[Records to use]
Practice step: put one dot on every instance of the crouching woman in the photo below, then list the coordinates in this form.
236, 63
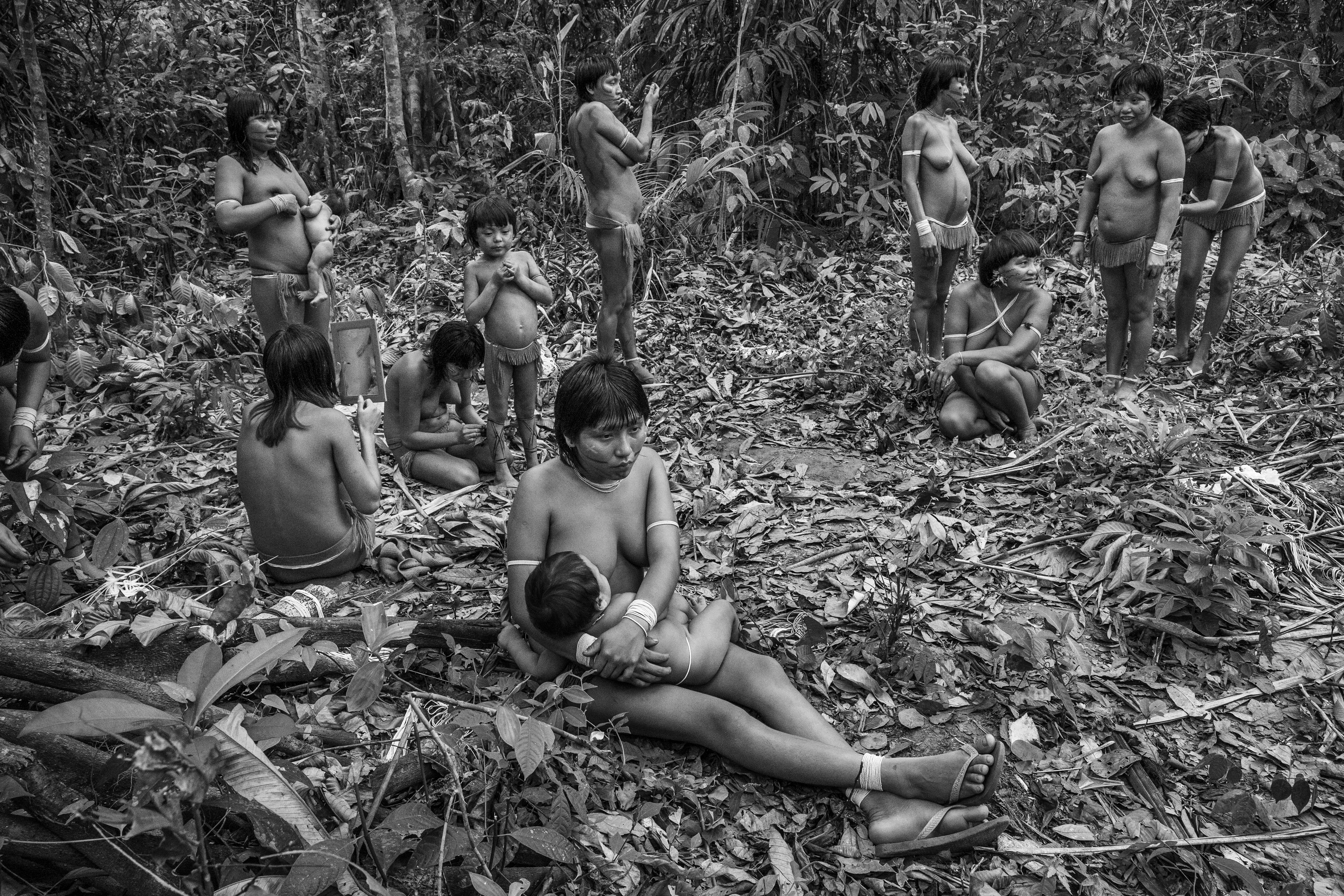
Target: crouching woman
307, 487
991, 379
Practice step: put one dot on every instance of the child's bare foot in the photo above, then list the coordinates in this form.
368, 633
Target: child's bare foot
1128, 389
505, 479
640, 371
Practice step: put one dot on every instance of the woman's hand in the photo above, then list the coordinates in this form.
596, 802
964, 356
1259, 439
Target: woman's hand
943, 374
24, 448
472, 434
624, 653
13, 556
285, 205
369, 416
929, 246
1078, 252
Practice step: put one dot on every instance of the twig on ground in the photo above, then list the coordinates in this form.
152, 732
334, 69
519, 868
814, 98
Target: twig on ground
1297, 833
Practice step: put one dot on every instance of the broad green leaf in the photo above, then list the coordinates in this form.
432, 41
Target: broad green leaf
531, 746
44, 588
109, 544
252, 776
373, 618
547, 843
506, 722
201, 667
62, 280
99, 715
486, 887
365, 687
250, 660
319, 868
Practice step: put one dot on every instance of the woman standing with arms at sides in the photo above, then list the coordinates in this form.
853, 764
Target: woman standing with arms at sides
1230, 201
1133, 187
936, 171
260, 193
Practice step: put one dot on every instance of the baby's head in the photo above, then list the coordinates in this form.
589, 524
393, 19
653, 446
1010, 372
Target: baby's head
492, 225
323, 226
566, 594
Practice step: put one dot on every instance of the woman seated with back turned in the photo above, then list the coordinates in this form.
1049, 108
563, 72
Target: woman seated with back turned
991, 378
307, 487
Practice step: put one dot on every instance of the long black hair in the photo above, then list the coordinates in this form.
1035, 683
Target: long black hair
240, 111
299, 367
937, 76
597, 390
455, 343
15, 325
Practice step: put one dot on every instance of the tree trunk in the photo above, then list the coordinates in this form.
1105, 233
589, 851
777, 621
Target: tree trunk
47, 797
410, 44
312, 53
393, 89
41, 134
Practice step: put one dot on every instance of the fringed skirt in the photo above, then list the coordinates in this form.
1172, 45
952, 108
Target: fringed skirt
1249, 213
1133, 252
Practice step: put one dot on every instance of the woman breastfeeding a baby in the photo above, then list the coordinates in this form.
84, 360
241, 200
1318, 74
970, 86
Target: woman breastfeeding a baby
599, 520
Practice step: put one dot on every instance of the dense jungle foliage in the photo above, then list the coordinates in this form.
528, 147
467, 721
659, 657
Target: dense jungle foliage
776, 117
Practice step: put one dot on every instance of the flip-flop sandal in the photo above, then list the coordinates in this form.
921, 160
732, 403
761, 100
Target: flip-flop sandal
983, 835
997, 772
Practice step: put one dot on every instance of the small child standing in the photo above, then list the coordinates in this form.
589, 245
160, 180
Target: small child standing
321, 228
566, 594
505, 287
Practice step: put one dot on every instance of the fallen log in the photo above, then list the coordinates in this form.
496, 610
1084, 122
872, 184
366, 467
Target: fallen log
74, 762
346, 630
30, 839
19, 659
47, 797
17, 690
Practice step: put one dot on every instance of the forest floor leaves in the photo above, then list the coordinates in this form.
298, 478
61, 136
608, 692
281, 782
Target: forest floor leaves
1146, 559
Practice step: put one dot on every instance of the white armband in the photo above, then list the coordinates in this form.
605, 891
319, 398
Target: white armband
26, 417
643, 615
581, 651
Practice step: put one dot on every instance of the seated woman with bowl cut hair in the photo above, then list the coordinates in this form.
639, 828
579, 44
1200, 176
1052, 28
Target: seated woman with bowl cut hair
1133, 189
308, 486
991, 378
1229, 201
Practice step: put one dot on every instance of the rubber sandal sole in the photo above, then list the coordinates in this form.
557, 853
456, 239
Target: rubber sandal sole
986, 835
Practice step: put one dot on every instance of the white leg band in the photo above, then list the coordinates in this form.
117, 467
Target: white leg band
870, 773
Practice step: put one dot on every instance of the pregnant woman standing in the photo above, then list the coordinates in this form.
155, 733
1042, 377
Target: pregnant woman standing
259, 193
1133, 189
936, 171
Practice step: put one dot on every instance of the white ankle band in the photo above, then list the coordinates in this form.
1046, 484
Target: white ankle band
870, 772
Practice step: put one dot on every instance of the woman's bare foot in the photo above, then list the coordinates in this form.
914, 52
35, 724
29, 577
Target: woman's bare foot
893, 820
1128, 389
931, 777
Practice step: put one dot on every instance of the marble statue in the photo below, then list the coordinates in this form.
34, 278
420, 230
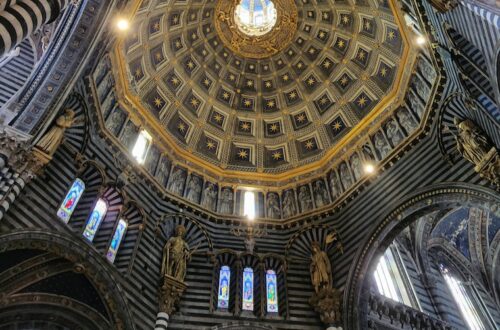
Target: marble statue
407, 121
273, 206
393, 133
53, 138
356, 166
334, 185
305, 199
320, 268
320, 194
194, 189
177, 182
176, 254
226, 205
345, 176
288, 205
209, 197
381, 145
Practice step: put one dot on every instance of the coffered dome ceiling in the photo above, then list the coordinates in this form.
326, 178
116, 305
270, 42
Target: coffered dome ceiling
278, 104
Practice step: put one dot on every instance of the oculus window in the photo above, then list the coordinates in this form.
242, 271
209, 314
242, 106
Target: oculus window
255, 17
390, 277
71, 200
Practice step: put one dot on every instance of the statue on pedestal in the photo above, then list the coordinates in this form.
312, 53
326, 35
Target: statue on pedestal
474, 146
326, 300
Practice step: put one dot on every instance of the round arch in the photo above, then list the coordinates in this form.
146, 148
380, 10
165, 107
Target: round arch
406, 211
86, 261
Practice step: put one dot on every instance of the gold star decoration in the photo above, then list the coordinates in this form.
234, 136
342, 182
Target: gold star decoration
158, 102
344, 81
277, 155
362, 101
383, 72
243, 154
181, 127
210, 145
218, 117
309, 144
194, 102
300, 118
245, 126
175, 81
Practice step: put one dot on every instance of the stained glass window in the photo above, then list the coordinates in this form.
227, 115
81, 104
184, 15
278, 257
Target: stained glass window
272, 291
141, 146
224, 285
248, 289
95, 219
116, 240
71, 200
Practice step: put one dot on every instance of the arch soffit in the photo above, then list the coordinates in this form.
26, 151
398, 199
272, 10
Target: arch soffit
87, 261
406, 211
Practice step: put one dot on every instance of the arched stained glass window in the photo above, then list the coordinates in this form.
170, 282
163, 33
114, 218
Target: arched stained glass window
248, 289
95, 219
71, 200
272, 291
224, 285
120, 230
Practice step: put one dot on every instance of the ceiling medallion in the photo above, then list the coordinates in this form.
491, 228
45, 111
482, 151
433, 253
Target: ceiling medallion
256, 28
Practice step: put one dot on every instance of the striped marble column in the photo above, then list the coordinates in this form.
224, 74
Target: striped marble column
161, 321
20, 18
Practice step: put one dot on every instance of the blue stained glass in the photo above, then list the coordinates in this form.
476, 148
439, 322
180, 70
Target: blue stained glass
71, 200
95, 220
272, 291
224, 286
116, 240
248, 289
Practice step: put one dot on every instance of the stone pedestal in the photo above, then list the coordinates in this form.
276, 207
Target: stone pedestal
170, 293
327, 303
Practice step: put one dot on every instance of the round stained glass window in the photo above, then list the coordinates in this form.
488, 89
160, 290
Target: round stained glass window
255, 17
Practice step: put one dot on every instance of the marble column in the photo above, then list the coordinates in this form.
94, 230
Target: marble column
20, 18
161, 321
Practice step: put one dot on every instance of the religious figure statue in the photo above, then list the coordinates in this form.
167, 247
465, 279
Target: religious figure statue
320, 194
305, 199
381, 145
177, 182
334, 185
53, 138
320, 268
288, 205
176, 254
273, 206
226, 206
194, 189
471, 144
209, 196
393, 133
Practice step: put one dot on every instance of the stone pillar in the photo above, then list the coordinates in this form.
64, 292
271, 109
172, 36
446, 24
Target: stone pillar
161, 321
20, 18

[Goal of the exercise] Every record above should be written out again exactly; the pictures stay out of the copy.

[Exercise result]
Practice step: put one dot on every instance of the crouching woman in the photo below, then list the coordinates in this form.
236, 63
Target: crouching woman
307, 487
991, 379
Practice step: put one dot on every instance of the child's bare foot in the photo above, then list the coordinates in this form.
368, 633
Target: child's bare foot
1128, 389
505, 479
640, 371
Practice step: put one dot on every instance of the woman's hand in the photo above, then list the coordinates in this form.
596, 802
964, 356
1259, 439
Target: woman's hand
943, 374
24, 448
472, 434
624, 653
13, 556
285, 205
369, 416
929, 246
1078, 252
Practice step: put one dot on every instance of the twig on ground in the photo above, then list the coordinates in this form.
152, 732
334, 69
519, 868
814, 98
Target: twig on ground
1297, 833
Practice step: put one dot on every instance of the broad green leaf in the photo above, then list the coordinates in this form.
432, 41
Target: broad green leaf
531, 746
44, 588
109, 544
252, 776
373, 618
547, 843
506, 722
201, 667
62, 280
99, 715
486, 887
365, 687
250, 660
319, 868
Practice step: put one dot on every instance of the woman standing with arms at sides in the photo above, then list the coordinates in this form.
853, 764
Target: woman standing with arms at sides
1230, 201
1133, 187
936, 171
260, 193
Practice step: put one dot on every instance of the baby's head in the photo above, then list the coordinates in this form.
589, 524
393, 19
653, 446
1010, 372
Target: baby's head
492, 225
323, 226
566, 594
Practice step: put one dot on every instance of the woman seated with back turned in the photo above, then list the coordinates in this form.
1049, 108
563, 72
Target: woman seated with back turned
991, 378
307, 487
Practice step: put one dot on every instance of the long black hair in the photo above, then list the coordinates in this form.
1035, 683
Target: long black hair
240, 111
299, 367
937, 76
597, 390
455, 343
15, 325
Practice step: put one dot on every instance of the tree trunk in the photo above, then list the coordinates in this form.
1105, 233
589, 851
777, 621
Target: tree trunk
47, 797
410, 44
312, 53
393, 89
41, 134
Practice step: put one dot on every instance of the fringed skirt in the photo above, then list the coordinates in this form.
1172, 45
952, 108
Target: fringed skirt
1249, 213
1133, 252
Practice step: put one dot on every instance of the woman breastfeeding a baby in the photo above, then list the coordinates in this form.
84, 360
241, 200
1318, 74
970, 86
Target: woman breastfeeding a baby
599, 520
Practice step: put one dot on every instance of the dense jungle foliage in the photo above, then list the coordinates in this form.
528, 147
467, 721
659, 657
Target: dense jungle foliage
776, 117
Practice step: put one dot on every instance of the flip-flop sandal in the photo above, then list the coordinates in this form.
921, 160
732, 403
761, 100
Target: flip-flop sandal
983, 835
997, 772
Practice step: put one dot on every instance of the small child standing in the photo above, then list the coordinates in this form.
589, 245
160, 180
Target: small child standing
321, 228
566, 594
505, 287
Practice step: put one dot on every instance of the fallen log in the photo above, then list the coordinates in this form.
496, 610
1084, 122
872, 184
366, 467
Target: fallen log
74, 762
346, 630
30, 839
19, 659
47, 797
17, 690
Practice step: put one dot on every instance of the forest floor leaves in the photo above, then list the coordinates in this form.
298, 478
61, 136
608, 692
281, 782
Target: forest floor leaves
1146, 559
Practice step: put one dot on every instance of the white armband in the photo above, then list the coordinates in this form.
605, 891
319, 398
Target: white armband
26, 417
643, 615
581, 651
Practice step: put one dot on every instance of the seated woman with bowl cut hair in the photo above, then list the coordinates in this form.
639, 828
579, 44
1200, 176
1052, 28
Target: seated woman with bowl cut hair
1133, 189
308, 486
991, 378
1229, 201
Practice step: put one dot on every instance of the rubber sandal sole in the photo above, then list the coordinates in this form.
557, 853
456, 239
Target: rubber sandal sole
986, 835
Practice step: put one dot on every instance of the white leg band in the photo above, then list the coordinates in this form.
117, 467
Target: white leg band
870, 773
Practice step: put one dot on every instance of the pregnant woman standing in the photo above, then list the coordinates in this form.
155, 733
1042, 377
Target: pregnant woman standing
259, 193
1133, 189
936, 171
Practice step: put one dot on every instance of the white ankle band in the photo above, then list the coordinates in this form.
1046, 484
Target: white ankle band
870, 772
Practice step: put one dot on every instance of the woman's bare foot in the photo above, then list the coordinates in this form.
914, 52
35, 724
29, 577
Target: woman's bare foot
893, 820
1128, 389
931, 777
Practice step: put one dot on every instance of the marble statue in the photo below, then list the coordinates in this form.
34, 278
420, 230
Target: marble statue
407, 121
273, 206
393, 133
53, 138
356, 166
334, 185
305, 199
320, 268
320, 194
194, 189
177, 182
176, 254
226, 205
345, 176
288, 205
209, 197
381, 145
Practice step: put one dot on every instance of the coffered dome ceiling in the photo above, then list the coordinates in this form.
326, 178
116, 305
270, 42
Target: coffered dome ceiling
278, 104
Practice step: put one dot on every instance of the oculus window in the photo above, then list the coordinates in this form.
242, 271
209, 314
242, 106
Target: oculus window
255, 17
390, 277
71, 200
Practice step: put one dot on every instance of the statue on pedestal in the photo above, then list the coordinates in this form.
312, 53
326, 35
Target: statue on pedestal
474, 146
326, 300
Practice step: put one dot on every instance of the round arch in the photo above, then list the coordinates in this form.
146, 148
380, 10
165, 107
Target: round arch
406, 211
86, 261
Practice step: put one dot on every instance of the gold star decoration in the photo above, then list the coordinates in this form.
234, 136
342, 182
Target: gold star decoration
158, 102
344, 81
277, 155
362, 101
383, 72
243, 154
181, 127
210, 145
218, 117
309, 144
194, 102
300, 118
245, 126
175, 81
Practice step: put one dot on every instance of the stained glass window in the photo above, then list the coordinates in this form.
227, 115
81, 104
184, 15
278, 257
Target: stained glass window
272, 291
141, 146
224, 285
248, 289
95, 219
116, 240
71, 200
Practice step: put one dot on every instance of the arch soffit in the photo above, then list the coordinates in this form.
26, 151
398, 199
272, 10
Target: arch soffit
87, 261
406, 211
Practice step: put one dot on every instance of the arched stained glass window in the photo above, then list the coordinates in this form.
170, 282
163, 33
114, 218
Target: arched stained glass window
248, 289
95, 219
71, 200
272, 291
224, 285
120, 230
Practice step: put one dot on every instance of the ceiling medallion in the photo above, then list the coordinates in this form.
491, 228
45, 111
482, 151
433, 253
Target: ceiling medallion
256, 28
Practice step: put one dot on every instance of the striped marble column in the photo above, then list the coordinates in this form.
224, 74
Target: striped marble column
161, 321
20, 18
Practice step: put one dot on every instance of the blue stained glass in the photo above, then list the coordinates in this form.
476, 148
439, 322
180, 70
Target: blue stained glass
71, 200
95, 220
272, 291
224, 286
116, 240
248, 289
Practice step: put one dot on every instance of the stone pedestal in the photo above, then list the coordinates in this form.
276, 207
Target: stone pedestal
170, 293
327, 303
Practice step: put one dot on every instance of the round stained glass window in the photo above, then list the coordinates in this form.
488, 89
160, 290
Target: round stained glass window
255, 17
Practice step: put one dot on every instance of the marble column in the photo above, then list the coordinates in this form.
94, 230
Target: marble column
20, 18
161, 321
Practice step: put one dot on every instance of the religious figure statue in the photo above, then list the coordinates in this form.
167, 247
465, 279
Target: religious figure statue
320, 194
305, 199
381, 145
177, 182
334, 185
53, 138
320, 268
288, 205
176, 254
273, 206
226, 206
194, 189
471, 144
209, 196
393, 133
Practice step: put one dot on every instance of the stone pillar in the photo above, then list the coordinates in this form.
64, 292
271, 109
172, 36
446, 24
Target: stone pillar
161, 321
20, 18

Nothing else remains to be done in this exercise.